--- Instructions for the task ---
Return only the lines of the listing below that run from the line with "Mark one point on every instance of the field" through the line with "Mark one point on every instance of the stadium", both ends included, exactly as written.
####################
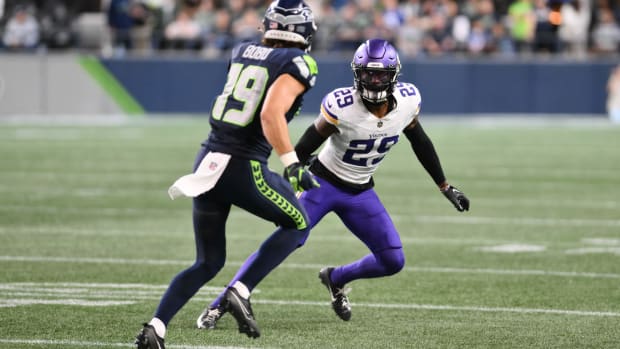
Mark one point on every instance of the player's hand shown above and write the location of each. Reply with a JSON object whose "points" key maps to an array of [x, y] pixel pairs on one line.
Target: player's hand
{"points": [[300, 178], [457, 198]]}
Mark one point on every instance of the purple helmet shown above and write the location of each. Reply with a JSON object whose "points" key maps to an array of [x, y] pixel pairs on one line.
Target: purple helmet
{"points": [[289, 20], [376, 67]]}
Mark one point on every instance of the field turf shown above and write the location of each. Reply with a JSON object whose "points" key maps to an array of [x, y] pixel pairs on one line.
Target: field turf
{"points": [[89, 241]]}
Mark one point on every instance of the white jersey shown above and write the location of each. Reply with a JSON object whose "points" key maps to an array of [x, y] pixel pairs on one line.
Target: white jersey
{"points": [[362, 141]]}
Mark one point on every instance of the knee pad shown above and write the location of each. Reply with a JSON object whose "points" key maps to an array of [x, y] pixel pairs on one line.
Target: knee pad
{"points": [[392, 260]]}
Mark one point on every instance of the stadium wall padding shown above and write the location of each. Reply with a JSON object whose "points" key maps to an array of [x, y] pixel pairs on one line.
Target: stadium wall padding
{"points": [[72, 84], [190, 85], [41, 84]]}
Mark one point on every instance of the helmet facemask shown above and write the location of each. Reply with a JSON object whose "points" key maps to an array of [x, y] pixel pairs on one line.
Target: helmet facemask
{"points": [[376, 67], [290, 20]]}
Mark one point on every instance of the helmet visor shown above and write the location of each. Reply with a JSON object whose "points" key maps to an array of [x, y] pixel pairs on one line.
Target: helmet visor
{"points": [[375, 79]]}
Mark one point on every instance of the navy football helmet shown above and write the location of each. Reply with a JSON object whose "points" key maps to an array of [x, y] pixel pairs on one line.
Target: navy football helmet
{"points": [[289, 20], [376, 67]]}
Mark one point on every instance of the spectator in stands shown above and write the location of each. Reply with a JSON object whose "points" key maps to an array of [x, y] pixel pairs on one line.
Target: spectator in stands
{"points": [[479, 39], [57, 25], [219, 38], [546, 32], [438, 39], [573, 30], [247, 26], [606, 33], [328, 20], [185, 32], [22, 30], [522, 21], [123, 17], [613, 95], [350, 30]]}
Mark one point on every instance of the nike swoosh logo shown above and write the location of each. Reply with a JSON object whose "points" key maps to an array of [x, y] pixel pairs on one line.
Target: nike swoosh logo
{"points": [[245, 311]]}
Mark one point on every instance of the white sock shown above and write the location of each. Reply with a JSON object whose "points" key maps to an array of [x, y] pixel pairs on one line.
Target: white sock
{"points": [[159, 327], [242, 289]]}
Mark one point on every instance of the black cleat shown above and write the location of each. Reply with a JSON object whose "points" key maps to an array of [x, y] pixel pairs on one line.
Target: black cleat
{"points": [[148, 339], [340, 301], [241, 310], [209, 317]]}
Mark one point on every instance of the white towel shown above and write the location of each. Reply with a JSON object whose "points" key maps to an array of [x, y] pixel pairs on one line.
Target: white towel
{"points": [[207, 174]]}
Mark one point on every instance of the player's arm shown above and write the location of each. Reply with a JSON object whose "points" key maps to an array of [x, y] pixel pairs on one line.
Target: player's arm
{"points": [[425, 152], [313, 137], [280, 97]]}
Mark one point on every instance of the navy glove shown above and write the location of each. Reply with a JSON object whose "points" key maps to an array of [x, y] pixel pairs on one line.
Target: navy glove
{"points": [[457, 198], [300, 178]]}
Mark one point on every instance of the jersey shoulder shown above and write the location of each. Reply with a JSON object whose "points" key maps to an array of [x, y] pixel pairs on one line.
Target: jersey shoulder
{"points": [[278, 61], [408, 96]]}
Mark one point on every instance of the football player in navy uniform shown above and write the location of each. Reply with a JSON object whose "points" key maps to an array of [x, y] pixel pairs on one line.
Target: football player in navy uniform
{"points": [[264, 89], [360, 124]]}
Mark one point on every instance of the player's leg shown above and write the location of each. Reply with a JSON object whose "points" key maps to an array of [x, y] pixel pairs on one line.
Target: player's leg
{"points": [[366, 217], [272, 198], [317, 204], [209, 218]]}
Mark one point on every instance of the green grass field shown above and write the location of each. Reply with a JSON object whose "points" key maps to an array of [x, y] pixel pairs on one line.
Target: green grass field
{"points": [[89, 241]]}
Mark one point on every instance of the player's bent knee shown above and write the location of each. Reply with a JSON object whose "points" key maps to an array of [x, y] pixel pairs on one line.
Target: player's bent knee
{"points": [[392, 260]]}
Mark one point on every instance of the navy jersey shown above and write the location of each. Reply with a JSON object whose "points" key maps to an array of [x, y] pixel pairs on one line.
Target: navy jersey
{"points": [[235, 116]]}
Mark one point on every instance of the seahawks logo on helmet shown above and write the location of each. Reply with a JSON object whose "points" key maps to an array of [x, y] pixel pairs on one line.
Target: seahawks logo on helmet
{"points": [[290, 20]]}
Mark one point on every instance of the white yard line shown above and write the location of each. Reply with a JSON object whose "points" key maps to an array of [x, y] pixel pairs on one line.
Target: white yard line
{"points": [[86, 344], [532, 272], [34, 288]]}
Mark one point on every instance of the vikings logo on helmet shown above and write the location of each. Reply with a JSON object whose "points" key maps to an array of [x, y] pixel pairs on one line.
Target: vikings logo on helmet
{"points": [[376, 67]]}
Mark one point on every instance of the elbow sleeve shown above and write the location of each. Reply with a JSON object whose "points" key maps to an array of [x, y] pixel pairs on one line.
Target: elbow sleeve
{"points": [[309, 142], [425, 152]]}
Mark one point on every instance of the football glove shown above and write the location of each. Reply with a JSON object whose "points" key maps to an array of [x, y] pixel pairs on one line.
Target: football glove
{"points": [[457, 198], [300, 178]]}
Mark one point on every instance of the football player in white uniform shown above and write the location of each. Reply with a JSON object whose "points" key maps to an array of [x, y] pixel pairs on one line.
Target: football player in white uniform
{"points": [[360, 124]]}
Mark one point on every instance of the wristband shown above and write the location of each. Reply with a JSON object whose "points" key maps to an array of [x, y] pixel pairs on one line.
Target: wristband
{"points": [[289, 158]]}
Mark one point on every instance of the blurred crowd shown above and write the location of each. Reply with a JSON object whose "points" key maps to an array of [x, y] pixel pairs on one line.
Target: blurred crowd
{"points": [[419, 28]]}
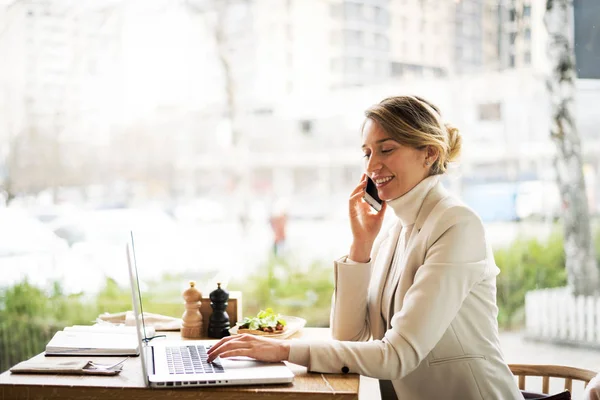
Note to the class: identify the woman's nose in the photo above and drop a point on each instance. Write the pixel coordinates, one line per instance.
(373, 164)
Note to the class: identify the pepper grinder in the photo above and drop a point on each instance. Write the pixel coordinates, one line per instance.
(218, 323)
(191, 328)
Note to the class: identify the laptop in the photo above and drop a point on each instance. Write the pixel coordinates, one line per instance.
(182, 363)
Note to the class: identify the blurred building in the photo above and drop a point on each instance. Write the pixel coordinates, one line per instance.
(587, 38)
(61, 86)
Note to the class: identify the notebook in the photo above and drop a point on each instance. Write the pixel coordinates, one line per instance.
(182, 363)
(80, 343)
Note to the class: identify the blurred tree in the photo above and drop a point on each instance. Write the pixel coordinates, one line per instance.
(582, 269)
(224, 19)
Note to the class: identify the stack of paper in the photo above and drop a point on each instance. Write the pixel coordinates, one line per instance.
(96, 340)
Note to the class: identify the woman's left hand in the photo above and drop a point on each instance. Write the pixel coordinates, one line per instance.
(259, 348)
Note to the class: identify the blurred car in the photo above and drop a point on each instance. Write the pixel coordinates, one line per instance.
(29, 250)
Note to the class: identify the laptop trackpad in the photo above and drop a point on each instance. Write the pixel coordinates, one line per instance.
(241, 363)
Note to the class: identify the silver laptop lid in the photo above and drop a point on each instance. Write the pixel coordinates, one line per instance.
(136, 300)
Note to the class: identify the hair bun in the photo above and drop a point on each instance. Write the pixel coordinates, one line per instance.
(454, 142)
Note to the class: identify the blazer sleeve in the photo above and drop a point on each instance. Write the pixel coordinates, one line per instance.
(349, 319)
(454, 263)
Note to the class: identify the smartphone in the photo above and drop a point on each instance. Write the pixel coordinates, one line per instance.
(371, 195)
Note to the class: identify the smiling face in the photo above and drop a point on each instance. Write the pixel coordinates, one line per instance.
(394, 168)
####################
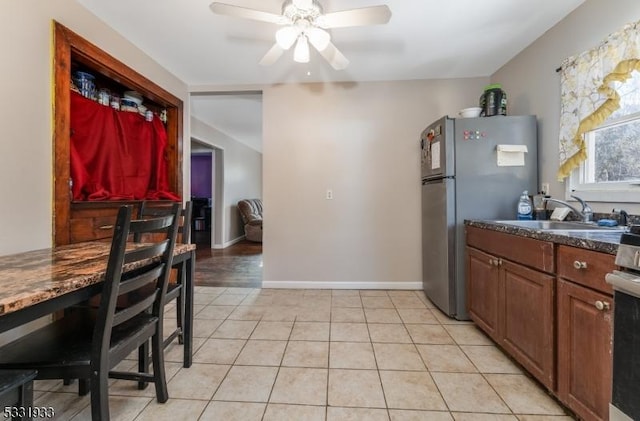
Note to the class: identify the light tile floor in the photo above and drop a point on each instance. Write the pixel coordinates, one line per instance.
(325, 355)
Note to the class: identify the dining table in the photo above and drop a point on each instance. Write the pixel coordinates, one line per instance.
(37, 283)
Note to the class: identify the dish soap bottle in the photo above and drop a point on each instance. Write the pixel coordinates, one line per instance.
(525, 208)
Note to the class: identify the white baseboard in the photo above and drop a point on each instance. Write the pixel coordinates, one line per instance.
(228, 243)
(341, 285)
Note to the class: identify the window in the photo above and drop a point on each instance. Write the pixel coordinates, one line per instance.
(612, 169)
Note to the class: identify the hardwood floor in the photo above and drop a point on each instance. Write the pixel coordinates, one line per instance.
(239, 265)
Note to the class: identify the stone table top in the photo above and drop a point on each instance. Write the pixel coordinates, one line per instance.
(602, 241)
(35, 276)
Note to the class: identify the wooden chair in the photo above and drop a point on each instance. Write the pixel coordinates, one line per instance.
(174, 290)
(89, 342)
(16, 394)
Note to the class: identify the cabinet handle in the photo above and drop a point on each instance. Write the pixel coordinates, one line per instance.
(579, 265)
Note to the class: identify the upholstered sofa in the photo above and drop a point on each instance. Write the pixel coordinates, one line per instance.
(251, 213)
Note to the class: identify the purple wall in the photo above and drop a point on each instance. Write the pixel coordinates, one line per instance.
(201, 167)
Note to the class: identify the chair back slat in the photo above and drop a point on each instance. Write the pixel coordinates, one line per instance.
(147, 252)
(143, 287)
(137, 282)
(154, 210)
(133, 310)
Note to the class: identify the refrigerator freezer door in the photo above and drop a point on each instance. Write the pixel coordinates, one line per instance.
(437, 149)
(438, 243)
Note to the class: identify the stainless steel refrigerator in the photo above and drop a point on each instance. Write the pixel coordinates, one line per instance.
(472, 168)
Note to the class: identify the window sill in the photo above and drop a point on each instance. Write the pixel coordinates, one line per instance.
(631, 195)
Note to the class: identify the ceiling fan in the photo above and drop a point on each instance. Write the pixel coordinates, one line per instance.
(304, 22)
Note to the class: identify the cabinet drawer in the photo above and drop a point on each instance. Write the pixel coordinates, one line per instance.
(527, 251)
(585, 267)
####################
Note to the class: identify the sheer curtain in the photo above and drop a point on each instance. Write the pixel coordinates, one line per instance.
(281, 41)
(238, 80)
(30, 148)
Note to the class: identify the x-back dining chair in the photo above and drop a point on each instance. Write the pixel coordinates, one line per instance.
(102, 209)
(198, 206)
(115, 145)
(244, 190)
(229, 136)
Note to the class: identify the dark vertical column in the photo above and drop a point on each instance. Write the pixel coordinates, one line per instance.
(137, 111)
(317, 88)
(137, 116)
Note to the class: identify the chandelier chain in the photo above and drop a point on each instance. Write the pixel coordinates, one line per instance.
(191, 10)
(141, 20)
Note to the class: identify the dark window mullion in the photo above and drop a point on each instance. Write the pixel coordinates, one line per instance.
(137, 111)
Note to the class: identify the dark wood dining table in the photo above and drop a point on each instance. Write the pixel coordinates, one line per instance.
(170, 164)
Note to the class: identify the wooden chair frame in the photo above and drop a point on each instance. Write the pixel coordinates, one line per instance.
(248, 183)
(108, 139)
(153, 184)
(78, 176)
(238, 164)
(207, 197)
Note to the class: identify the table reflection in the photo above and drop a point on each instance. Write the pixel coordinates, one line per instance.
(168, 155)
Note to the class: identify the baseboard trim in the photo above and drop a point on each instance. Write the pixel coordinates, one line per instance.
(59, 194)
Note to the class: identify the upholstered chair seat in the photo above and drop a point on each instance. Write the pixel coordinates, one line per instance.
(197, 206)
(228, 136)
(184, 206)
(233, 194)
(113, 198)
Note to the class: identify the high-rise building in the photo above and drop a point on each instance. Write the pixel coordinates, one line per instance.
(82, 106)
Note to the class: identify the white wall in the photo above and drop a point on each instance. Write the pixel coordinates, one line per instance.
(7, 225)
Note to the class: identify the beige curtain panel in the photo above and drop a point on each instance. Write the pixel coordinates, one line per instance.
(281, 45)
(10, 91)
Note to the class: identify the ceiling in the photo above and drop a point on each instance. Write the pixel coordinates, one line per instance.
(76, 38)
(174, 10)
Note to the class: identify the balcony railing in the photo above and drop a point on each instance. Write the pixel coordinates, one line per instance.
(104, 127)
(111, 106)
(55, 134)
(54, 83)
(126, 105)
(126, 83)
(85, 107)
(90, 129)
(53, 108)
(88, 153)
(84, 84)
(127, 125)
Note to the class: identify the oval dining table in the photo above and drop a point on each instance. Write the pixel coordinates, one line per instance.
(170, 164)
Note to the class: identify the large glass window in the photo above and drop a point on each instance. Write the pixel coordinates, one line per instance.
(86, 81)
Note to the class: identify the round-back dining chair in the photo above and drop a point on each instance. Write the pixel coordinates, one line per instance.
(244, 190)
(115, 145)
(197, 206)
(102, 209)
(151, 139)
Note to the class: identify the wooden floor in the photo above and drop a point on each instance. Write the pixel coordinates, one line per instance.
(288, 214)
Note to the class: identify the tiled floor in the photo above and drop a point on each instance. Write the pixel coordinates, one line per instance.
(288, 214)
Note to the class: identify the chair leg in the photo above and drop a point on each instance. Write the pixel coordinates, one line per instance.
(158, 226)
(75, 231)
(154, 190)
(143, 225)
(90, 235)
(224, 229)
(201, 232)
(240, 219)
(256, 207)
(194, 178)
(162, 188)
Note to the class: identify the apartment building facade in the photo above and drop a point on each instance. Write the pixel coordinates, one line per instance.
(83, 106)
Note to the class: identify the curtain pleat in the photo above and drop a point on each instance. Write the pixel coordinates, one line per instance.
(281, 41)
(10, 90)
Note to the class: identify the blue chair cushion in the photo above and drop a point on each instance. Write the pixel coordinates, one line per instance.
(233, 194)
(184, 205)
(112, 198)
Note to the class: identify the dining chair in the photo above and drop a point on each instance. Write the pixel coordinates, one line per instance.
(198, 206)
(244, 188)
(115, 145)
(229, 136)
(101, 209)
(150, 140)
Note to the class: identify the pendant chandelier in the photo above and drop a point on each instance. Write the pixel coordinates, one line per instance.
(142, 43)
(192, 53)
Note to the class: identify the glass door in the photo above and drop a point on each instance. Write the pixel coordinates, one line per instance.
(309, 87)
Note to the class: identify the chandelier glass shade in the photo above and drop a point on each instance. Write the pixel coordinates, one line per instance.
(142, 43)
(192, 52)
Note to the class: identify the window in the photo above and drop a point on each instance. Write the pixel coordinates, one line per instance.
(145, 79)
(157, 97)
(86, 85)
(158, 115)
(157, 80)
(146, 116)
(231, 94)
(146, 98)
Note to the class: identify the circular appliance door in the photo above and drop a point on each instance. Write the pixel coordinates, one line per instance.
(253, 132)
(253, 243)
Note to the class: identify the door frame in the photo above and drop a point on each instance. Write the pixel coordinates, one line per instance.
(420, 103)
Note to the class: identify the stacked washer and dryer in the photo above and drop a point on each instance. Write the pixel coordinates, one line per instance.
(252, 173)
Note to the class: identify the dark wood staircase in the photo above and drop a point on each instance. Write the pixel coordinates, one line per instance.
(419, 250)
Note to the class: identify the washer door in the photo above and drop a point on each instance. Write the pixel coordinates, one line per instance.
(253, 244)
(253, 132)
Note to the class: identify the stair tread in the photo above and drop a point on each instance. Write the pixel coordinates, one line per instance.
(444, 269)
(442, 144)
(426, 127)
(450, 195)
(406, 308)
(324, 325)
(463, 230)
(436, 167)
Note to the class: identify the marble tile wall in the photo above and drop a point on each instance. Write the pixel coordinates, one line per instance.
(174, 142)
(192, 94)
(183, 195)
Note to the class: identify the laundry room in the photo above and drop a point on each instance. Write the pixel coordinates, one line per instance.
####################
--- Result below ---
Mark one point on every instance of the field turf shown above and write the location of each. Reply with a JSON object whose "points" key maps to an array of [x, y] pixel pairs on one line.
Target: field turf
{"points": [[89, 241]]}
Mark one point on every instance of the white jersey shown above and write the location of each. Reply with a JSON object whose "points" key maps to an array of [x, y] pixel pairs on one line.
Target: white jersey
{"points": [[362, 141]]}
Mark one point on every instance of the knee pad shown above and write the location of each. Reply with a JSON object whose "points" key maps to an array of [x, y] pixel pairs on one line.
Target: knee pad
{"points": [[392, 260]]}
Mark one point on every instance of the stadium wall padding shown above and write the location of each. Reply with a JSON object whose "points" key maps to an array of [x, y] pixel pairs on one line.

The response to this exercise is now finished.